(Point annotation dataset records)
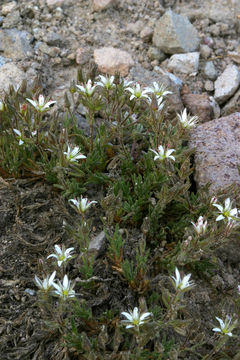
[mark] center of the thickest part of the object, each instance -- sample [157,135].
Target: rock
[109,60]
[233,105]
[205,51]
[197,104]
[227,83]
[156,54]
[184,63]
[10,74]
[15,44]
[99,5]
[82,56]
[217,156]
[55,3]
[97,244]
[210,71]
[146,34]
[174,33]
[7,8]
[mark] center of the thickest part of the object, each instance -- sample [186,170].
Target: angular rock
[10,74]
[210,71]
[15,44]
[197,104]
[174,33]
[227,83]
[109,60]
[99,5]
[217,156]
[184,63]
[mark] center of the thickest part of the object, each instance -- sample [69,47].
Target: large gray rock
[227,83]
[15,44]
[10,74]
[174,33]
[217,156]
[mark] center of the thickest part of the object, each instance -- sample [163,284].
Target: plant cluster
[140,164]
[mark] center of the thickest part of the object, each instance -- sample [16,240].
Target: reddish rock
[109,60]
[217,156]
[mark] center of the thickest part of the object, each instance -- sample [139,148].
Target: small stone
[205,51]
[156,54]
[10,74]
[7,8]
[82,56]
[210,71]
[99,5]
[209,85]
[217,155]
[110,60]
[184,63]
[174,33]
[146,34]
[227,83]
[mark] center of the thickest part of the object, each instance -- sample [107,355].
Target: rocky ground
[49,40]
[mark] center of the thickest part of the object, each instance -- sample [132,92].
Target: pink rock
[109,60]
[99,5]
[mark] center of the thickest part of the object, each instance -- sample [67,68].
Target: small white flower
[107,82]
[226,212]
[46,284]
[64,289]
[135,319]
[225,328]
[19,136]
[62,255]
[186,120]
[40,105]
[138,93]
[182,284]
[88,88]
[82,204]
[158,90]
[200,226]
[162,154]
[74,154]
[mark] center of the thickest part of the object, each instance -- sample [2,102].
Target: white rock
[227,83]
[109,60]
[184,63]
[10,74]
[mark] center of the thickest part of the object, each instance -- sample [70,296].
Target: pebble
[109,60]
[217,155]
[184,63]
[99,5]
[210,71]
[174,33]
[227,83]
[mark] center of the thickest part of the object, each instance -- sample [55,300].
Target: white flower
[158,90]
[47,283]
[19,136]
[62,255]
[137,92]
[40,105]
[65,289]
[225,328]
[87,89]
[186,120]
[162,154]
[226,212]
[82,204]
[106,82]
[135,319]
[182,284]
[74,154]
[200,226]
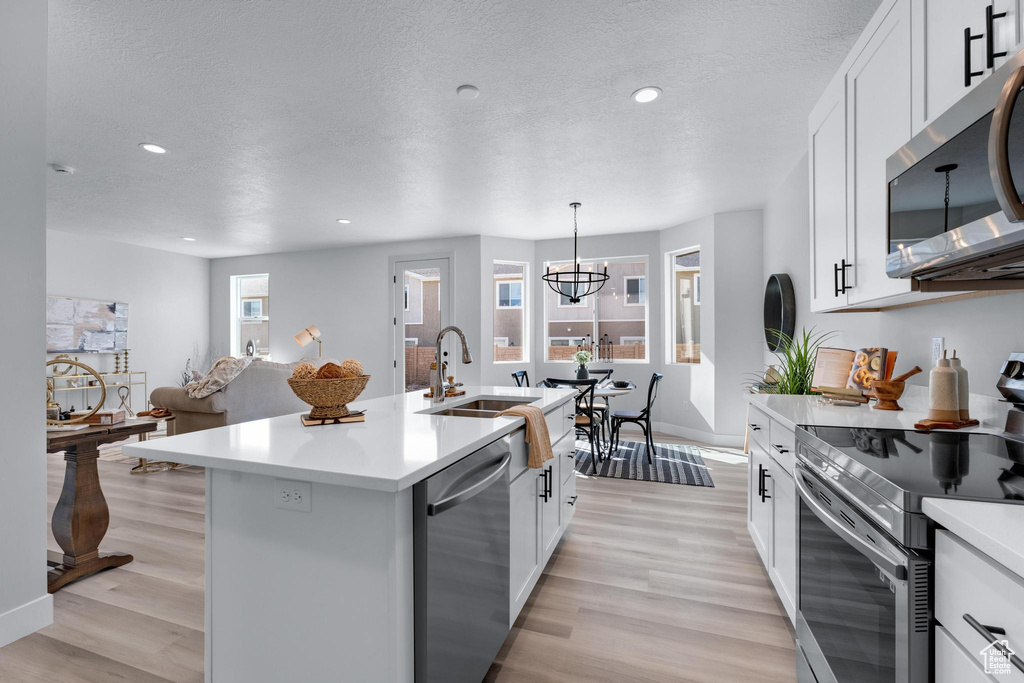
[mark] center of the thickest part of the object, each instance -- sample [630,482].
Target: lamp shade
[309,334]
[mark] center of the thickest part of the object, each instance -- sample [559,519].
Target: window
[684,271]
[636,290]
[510,327]
[251,313]
[252,308]
[510,294]
[600,322]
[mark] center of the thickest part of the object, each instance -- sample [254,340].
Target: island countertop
[393,449]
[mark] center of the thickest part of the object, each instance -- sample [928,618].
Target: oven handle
[998,150]
[880,559]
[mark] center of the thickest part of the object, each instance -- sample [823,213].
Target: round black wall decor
[780,309]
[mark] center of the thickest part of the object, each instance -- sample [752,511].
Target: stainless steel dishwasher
[461,558]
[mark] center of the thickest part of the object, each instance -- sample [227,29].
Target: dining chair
[641,418]
[586,420]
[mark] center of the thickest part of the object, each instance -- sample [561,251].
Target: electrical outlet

- DIRECTION -
Take the data above and repeat it exactly, leaving each picture out.

- SOLUTION FOR THIS PROBLEM -
[mark] center of the thickest part of the object, each instance -- sample [157,135].
Target: rock
[109,60]
[233,105]
[205,51]
[197,104]
[227,83]
[156,54]
[184,63]
[10,74]
[15,44]
[99,5]
[82,56]
[217,156]
[55,3]
[97,244]
[210,71]
[146,34]
[174,33]
[7,8]
[mark] center of the thickest part of the object, each instance -- sample [186,170].
Target: angular rock
[10,74]
[210,71]
[15,44]
[197,104]
[174,33]
[227,83]
[109,60]
[99,5]
[217,156]
[184,63]
[mark] center of the thickest part of the object, each instance -- sample [69,47].
Target: large gray rock
[227,83]
[15,44]
[10,74]
[174,33]
[217,156]
[mark] center of the thickest part of the object, each instance -- sample [163,284].
Target: plant cluster
[140,164]
[mark] center of the thickest part of the object, each instance -- sample [16,240].
Target: reddish rock
[109,60]
[217,156]
[mark] center of the thickest part of the object, each instance -- sample [139,148].
Target: small stone
[205,51]
[156,54]
[10,74]
[7,8]
[82,56]
[210,71]
[99,5]
[209,85]
[217,155]
[110,60]
[184,63]
[174,33]
[146,34]
[227,83]
[mark] center of the thickest part of the object, each instance -- sample [107,355].
Target: rocky ground
[49,40]
[mark] center of the thickest part of the object, each instance -- sample [132,92].
Target: pink rock
[109,60]
[99,5]
[mark] center of the thickest part of the object, each instance -- sample [67,68].
Target: small white flower
[107,82]
[226,212]
[46,284]
[64,289]
[135,319]
[225,328]
[19,136]
[62,255]
[186,120]
[40,105]
[138,93]
[182,284]
[88,88]
[82,204]
[158,90]
[200,226]
[162,154]
[74,154]
[mark] center of the thickest part of the object, each instance -- sample [2,102].
Target: white rock
[227,83]
[109,60]
[184,63]
[10,74]
[mark] center of the thickest part of the object, each instance -- sample [70,296].
Target: pebble
[109,60]
[217,155]
[184,63]
[99,5]
[210,71]
[174,33]
[227,83]
[mark] center of the thickest part of the object, each instance -- sample [55,300].
Target: white flower
[158,90]
[47,283]
[19,136]
[62,255]
[137,92]
[40,105]
[65,289]
[225,328]
[87,89]
[186,120]
[162,154]
[226,212]
[82,204]
[106,82]
[135,319]
[182,284]
[74,154]
[200,226]
[mark] center of the thickest part of the object, each instance -- sample [630,482].
Target: lamp shade
[309,334]
[mark] center of the thickest part of the object, each instance -- sample [559,519].
Target: window
[684,271]
[636,290]
[510,327]
[251,313]
[252,308]
[510,294]
[600,322]
[mark] center of the thickest part of the object, each instance -- sample [254,340].
Target: island countertop
[393,449]
[mark] center of the thickest part of the object, each instance -- sample [928,618].
Target: oven handle
[998,150]
[880,559]
[mark] center of the thickest part of the object, each instance -- sample [823,213].
Target: round black wall decor
[780,309]
[mark] center of the thickest part of the object, each instance -- sample [752,511].
Target: stainless steel dishwasher
[461,558]
[mark] center of the thickest part of the object, each instance -- sample [227,29].
Target: dining chair
[641,418]
[586,420]
[mark] center of the thickest part of the object, each instance -- sample [561,251].
Target: electrical outlet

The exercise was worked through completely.